# About this exercise
Only an exact reprint of all the data is acceptable.

Stored data entries

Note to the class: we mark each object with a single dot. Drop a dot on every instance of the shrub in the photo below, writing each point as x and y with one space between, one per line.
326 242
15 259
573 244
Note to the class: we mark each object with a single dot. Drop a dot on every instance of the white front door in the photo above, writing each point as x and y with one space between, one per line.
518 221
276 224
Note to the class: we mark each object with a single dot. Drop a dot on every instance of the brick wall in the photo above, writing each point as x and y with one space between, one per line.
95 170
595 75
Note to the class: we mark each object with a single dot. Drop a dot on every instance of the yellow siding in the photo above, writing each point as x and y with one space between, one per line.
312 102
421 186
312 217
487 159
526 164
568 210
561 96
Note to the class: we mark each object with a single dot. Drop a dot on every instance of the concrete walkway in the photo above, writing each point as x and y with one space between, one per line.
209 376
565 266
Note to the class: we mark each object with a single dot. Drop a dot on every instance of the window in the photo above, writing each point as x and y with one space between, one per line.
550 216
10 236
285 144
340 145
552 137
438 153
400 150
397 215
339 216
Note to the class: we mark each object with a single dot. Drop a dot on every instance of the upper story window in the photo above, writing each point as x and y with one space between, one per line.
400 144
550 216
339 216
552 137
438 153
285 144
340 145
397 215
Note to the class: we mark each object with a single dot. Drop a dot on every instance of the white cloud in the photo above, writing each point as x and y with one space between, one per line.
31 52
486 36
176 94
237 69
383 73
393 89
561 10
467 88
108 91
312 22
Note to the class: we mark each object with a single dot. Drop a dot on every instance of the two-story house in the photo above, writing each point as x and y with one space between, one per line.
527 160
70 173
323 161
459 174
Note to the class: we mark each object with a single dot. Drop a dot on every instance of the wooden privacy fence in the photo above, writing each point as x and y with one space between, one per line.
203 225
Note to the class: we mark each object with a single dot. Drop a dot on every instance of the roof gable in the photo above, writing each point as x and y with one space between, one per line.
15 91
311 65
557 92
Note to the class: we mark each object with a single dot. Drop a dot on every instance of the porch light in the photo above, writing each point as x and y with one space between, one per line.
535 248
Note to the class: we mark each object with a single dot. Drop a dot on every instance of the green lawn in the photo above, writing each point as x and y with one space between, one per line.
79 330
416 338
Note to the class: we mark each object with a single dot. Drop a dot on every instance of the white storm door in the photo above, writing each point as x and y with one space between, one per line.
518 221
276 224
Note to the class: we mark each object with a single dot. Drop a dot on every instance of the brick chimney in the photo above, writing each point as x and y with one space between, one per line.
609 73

# Exercise response
Note to the class: we mark each object with a single dot. Drop a dot on every instance of the shrub in the photo below, writing each point as x and y with one space between, one per line.
326 242
15 259
573 244
Note to the class: we mark each object with a single dot. Drop a dot on every instance of the white front door in the photo above, writing each point as x and y with one space between, one per line.
518 221
276 224
Note to the class: we mark each object with a single dot. Drop a dot on every instance of the brick wall in the photo above, writing each point as x and y with one space between, one per line.
95 170
595 75
Note to the class: we mark each object with a single dot. Drop a dot on every instance of the yellow siding in the photo above, writing each point as x and y with one space between, one per line.
312 102
421 186
312 217
487 159
526 164
568 210
561 96
Note to the class: we mark each object with a single dot. Drop a dot on every instance of the concrete walkway in the photo above, writing each point as x and y with one space between, one per line.
209 376
565 266
Note to the class: we mark each object with a single dot. Drop a dot on every instance of the window in the photo above, writing each point as x and y with one space between, one per line.
550 216
10 236
285 144
340 145
552 137
438 153
400 150
397 215
339 216
Note to the class: we mark each object with a single dot. Drop a dot on every instance of the upper story window in the photo above, writing each point as x and y with one space between, one per line.
400 144
550 216
339 216
552 137
438 153
285 144
340 145
397 215
Note to the class: we mark each object with a single dot. Drop a dot on every instance of the white cloud in the photo above, writing each point as x and y with one space between, one per line.
31 52
486 36
176 94
237 69
383 73
393 89
561 10
467 88
108 91
312 22
Note to the class: we mark each object with a single dot. Drop a dot on every instance of the two-story house in the photo above, writing each point as x and y with one space between, one per line.
527 160
70 173
323 161
459 174
Note to the class: we mark each object with a single dot. Drop a dot on every instance of the wooden privacy fence in the photo above, writing each point as x and y with one space between, one per line.
203 225
Note to the class: we mark each object with a single dot. Drop a dot on every instance of the roof gable in the photo above, writing each point as x and y with one space between, one per line.
15 91
311 65
557 92
Note to the class: we mark each object with a single dot. Drop a dot on every instance of the porch light in the photo above, writing each point as x and y with one space between, one per line.
535 248
Note to the class: we mark each object with a single dot. Drop a dot on every instance of the green lawn in the photo above, writing each point as x and y with one space between, one per line.
79 330
416 338
Note to the class: we mark each object with a single dot. Drop a dot on every instance of the white storm door in the photo above, writing each point as x and y with one space between, one per line.
518 221
276 224
Note to the class: we mark each object with a single dot. Drop a dot on every instance of the brick chimney in the photo above, writing each point as x and y with one space between, one per line.
609 73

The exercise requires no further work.